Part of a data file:
____
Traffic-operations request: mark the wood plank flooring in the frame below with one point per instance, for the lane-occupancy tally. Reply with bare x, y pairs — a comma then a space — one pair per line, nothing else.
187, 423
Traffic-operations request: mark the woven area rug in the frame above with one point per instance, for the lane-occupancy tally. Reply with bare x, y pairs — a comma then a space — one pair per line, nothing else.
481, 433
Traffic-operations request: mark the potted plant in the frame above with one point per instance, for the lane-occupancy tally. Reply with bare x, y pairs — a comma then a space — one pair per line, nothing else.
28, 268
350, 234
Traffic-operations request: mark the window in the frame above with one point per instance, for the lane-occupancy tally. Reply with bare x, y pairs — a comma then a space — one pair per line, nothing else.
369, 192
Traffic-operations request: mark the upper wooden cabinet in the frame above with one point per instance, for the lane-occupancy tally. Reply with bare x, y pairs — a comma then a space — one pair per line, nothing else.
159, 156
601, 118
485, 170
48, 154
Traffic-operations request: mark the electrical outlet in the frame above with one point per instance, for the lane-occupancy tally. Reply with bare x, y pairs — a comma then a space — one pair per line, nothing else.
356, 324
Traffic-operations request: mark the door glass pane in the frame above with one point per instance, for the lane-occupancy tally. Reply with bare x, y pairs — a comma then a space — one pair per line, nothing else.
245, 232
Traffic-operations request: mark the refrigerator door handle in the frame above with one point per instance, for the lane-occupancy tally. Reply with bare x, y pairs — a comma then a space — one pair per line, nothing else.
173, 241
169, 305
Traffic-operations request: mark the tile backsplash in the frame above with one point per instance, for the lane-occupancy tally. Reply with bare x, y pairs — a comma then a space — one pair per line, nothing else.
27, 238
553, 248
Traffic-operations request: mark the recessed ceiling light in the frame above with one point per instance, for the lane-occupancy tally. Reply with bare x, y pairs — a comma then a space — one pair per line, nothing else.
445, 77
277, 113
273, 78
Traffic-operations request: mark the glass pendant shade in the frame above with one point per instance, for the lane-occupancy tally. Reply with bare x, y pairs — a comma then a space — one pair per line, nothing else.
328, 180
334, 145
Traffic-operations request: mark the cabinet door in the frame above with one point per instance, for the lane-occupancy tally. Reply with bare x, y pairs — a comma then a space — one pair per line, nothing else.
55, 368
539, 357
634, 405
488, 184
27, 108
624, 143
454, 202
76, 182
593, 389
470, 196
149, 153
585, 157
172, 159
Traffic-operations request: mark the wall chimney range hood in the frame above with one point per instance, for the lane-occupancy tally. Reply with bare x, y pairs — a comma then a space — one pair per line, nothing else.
____
■ Exercise
Lay out everything in the records from the line containing "Traffic-operations request: mark the recessed" down to the end of the records as a Markdown table with columns named No. and Line, one row per line, skipping blank lines.

■ Answer
| No. | Line |
|---|---|
| 1 | Traffic-operations request: mark the recessed ceiling light in the frame above with one point per instance, for the lane-occupancy tally. Reply with bare x, y pairs — a comma then a space — one pair per line, nothing else. |
| 2 | 445, 77 |
| 3 | 277, 113 |
| 4 | 273, 78 |
| 5 | Traffic-operations request: mark the glass pendant shade in the frame above with one point per instance, for the lane-occupancy tally. Reply with bare x, y pairs — a comma then a space — one pair per line, nothing else. |
| 6 | 328, 180 |
| 7 | 334, 145 |
| 8 | Traffic-operations request: mark the cabinet door in the frame above with one point per instance, for the lane-occupancy tally. Reply with bare x, y pairs — a comma then a space — one pair per line, nothing else. |
| 9 | 55, 368 |
| 10 | 539, 357 |
| 11 | 634, 405 |
| 12 | 488, 184 |
| 13 | 27, 108 |
| 14 | 624, 143 |
| 15 | 454, 202 |
| 16 | 76, 182 |
| 17 | 593, 389 |
| 18 | 470, 196 |
| 19 | 149, 153 |
| 20 | 585, 157 |
| 21 | 172, 159 |
| 22 | Traffic-operations request: mark the wall chimney range hood in the frame above with one point per instance, for the lane-occupancy tally. Reply with bare x, y pairs — a comma then a space — one pair per line, nothing else. |